→ WHAT THE EXERCISE ASKS
In one to three sentences, explain why the comment on HADOOP-15038 below argues for factoring out common code so it can be shared.

→ PAGE
____________
[
https://issues.apache.org/jira/browse/HADOOP-15038?page=com.atlassian.jira.plugin.system.issuetabpanels:comment-tabpanel&focusedCommentId=16276822#comment-16276822
]
Steve Loughran commented on HADOOP-15038:
-----------------------------------------
This is something we should bring up on the common-dev list.
# hadoop-cloud-core sounds nice
# I've been doing some work on cloudup locally (including a 2.7.x build); I'll
need to submit a new patch
# I've also been doing some other small patches factoring out common code from
stores (HADOOP-14943), where again, this stuff can be shared
Essentially: we've been copying and pasting stuff between versions, and it's
reached the limits of maintenance. See
[https://hortonworks.com/blog/history-apache-hadoops-support-amazon-s3/] for
the illustration of that pasting.
____________
→ LISTING
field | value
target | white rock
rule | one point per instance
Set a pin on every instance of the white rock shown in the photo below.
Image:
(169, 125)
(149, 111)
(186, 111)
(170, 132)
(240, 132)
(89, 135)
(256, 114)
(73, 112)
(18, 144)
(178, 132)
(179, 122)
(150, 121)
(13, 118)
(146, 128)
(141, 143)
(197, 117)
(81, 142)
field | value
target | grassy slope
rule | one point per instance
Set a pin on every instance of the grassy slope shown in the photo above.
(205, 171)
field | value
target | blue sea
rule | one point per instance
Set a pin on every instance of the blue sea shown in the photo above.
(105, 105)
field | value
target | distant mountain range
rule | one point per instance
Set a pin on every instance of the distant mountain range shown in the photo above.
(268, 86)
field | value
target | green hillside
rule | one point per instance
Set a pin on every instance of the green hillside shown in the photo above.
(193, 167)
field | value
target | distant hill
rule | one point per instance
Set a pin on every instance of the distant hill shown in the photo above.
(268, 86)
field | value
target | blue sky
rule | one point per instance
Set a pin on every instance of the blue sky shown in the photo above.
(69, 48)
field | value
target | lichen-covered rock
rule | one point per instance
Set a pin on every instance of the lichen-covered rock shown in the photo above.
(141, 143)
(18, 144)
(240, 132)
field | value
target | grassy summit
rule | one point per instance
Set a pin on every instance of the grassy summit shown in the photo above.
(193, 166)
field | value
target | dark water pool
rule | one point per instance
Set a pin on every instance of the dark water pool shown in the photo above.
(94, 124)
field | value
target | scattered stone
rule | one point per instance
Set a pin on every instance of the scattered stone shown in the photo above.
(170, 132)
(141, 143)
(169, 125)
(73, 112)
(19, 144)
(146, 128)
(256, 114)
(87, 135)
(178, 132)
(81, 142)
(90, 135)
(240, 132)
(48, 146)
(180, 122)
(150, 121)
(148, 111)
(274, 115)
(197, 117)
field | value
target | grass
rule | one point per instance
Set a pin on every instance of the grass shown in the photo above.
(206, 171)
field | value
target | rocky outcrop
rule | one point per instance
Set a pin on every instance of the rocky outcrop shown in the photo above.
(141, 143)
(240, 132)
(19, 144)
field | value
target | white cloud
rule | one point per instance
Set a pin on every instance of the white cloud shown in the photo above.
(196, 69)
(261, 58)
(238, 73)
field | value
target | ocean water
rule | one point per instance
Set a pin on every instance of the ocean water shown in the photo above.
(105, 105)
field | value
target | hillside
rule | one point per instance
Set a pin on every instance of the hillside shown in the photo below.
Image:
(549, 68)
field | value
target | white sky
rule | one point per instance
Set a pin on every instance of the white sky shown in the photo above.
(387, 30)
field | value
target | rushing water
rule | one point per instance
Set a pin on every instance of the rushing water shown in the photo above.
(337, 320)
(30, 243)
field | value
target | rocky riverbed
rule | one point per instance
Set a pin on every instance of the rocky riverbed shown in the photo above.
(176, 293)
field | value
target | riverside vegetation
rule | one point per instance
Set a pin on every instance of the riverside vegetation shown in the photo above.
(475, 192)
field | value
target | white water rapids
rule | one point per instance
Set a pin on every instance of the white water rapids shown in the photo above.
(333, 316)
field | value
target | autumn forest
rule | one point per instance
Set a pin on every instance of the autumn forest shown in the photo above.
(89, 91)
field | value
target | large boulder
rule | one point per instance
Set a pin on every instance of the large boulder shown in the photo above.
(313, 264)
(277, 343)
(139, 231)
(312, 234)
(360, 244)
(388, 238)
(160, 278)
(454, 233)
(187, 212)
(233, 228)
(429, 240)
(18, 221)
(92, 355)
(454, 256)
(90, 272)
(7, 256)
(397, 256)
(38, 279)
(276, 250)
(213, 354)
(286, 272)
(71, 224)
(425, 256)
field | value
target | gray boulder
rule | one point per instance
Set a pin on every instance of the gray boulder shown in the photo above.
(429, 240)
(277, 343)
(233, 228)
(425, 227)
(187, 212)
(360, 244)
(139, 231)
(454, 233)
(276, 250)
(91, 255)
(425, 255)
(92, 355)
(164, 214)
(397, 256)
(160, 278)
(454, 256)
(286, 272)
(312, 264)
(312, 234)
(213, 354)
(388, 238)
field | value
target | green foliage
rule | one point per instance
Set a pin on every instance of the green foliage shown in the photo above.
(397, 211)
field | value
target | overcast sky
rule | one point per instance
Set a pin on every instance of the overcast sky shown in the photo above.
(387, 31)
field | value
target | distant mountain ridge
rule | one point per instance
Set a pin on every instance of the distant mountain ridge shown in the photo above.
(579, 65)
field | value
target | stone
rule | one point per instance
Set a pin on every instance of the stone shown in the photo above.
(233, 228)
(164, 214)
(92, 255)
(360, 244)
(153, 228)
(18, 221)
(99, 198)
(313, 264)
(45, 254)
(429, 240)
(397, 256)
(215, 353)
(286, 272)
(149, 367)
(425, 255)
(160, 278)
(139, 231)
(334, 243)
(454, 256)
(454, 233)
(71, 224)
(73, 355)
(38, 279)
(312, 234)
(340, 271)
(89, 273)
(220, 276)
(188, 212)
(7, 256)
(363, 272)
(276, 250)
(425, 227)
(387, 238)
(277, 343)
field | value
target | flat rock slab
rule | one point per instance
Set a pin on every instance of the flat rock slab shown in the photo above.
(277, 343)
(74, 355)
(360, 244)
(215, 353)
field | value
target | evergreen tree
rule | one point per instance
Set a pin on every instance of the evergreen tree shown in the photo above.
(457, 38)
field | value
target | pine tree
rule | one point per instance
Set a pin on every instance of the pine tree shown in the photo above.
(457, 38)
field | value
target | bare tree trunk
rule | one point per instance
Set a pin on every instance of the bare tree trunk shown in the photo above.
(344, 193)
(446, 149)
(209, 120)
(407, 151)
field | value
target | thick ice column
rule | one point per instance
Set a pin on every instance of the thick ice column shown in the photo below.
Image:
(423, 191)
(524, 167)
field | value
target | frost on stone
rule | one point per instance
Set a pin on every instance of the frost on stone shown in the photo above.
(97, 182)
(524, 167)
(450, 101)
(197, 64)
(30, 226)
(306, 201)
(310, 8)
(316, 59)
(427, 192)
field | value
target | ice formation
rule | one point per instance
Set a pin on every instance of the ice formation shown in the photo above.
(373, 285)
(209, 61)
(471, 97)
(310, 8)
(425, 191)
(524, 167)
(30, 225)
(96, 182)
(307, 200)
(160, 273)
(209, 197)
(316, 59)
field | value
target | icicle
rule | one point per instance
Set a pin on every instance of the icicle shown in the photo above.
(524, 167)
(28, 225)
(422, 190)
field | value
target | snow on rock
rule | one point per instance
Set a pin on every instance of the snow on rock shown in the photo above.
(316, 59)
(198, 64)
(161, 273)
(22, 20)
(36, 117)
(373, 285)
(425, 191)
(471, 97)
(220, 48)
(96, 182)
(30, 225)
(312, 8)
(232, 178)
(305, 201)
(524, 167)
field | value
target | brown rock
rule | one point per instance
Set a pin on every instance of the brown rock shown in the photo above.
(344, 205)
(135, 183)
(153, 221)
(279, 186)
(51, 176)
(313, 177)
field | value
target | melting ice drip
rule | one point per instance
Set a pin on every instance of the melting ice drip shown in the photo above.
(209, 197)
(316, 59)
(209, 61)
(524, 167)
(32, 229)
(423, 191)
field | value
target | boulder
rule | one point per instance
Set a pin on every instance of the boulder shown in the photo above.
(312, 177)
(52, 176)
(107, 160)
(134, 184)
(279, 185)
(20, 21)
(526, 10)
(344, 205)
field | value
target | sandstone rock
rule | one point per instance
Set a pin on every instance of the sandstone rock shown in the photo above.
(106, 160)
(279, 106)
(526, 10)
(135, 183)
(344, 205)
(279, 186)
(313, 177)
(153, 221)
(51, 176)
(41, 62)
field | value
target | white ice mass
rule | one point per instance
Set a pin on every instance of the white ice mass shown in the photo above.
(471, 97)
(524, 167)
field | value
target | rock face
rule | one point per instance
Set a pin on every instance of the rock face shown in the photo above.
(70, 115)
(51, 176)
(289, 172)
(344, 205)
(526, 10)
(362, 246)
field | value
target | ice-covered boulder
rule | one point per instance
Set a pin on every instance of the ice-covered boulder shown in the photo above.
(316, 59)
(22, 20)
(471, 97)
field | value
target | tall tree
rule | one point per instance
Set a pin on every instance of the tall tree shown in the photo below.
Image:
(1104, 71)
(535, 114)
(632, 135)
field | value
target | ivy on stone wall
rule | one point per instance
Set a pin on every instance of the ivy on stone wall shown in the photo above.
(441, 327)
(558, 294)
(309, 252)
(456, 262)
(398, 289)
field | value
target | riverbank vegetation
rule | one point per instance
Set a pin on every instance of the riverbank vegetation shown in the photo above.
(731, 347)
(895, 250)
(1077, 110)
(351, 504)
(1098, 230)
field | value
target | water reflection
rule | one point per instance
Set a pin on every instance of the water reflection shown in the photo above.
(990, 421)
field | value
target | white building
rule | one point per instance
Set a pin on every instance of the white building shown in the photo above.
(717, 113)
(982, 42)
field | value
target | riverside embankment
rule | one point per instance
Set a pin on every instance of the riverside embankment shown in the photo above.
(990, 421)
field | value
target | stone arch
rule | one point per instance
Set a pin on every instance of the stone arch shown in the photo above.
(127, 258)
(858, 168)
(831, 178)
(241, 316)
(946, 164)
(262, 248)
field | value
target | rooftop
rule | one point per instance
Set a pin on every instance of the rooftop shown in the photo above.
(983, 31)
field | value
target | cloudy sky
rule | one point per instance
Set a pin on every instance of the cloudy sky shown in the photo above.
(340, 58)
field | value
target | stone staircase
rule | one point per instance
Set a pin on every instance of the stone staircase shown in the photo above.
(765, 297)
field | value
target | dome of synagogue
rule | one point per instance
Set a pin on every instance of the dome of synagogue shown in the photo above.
____________
→ ANSWER TO THIS TASK
Code has been copied and pasted between versions, and that practice has reached the limits of maintenance. Sharing the common code avoids that repeated pasting.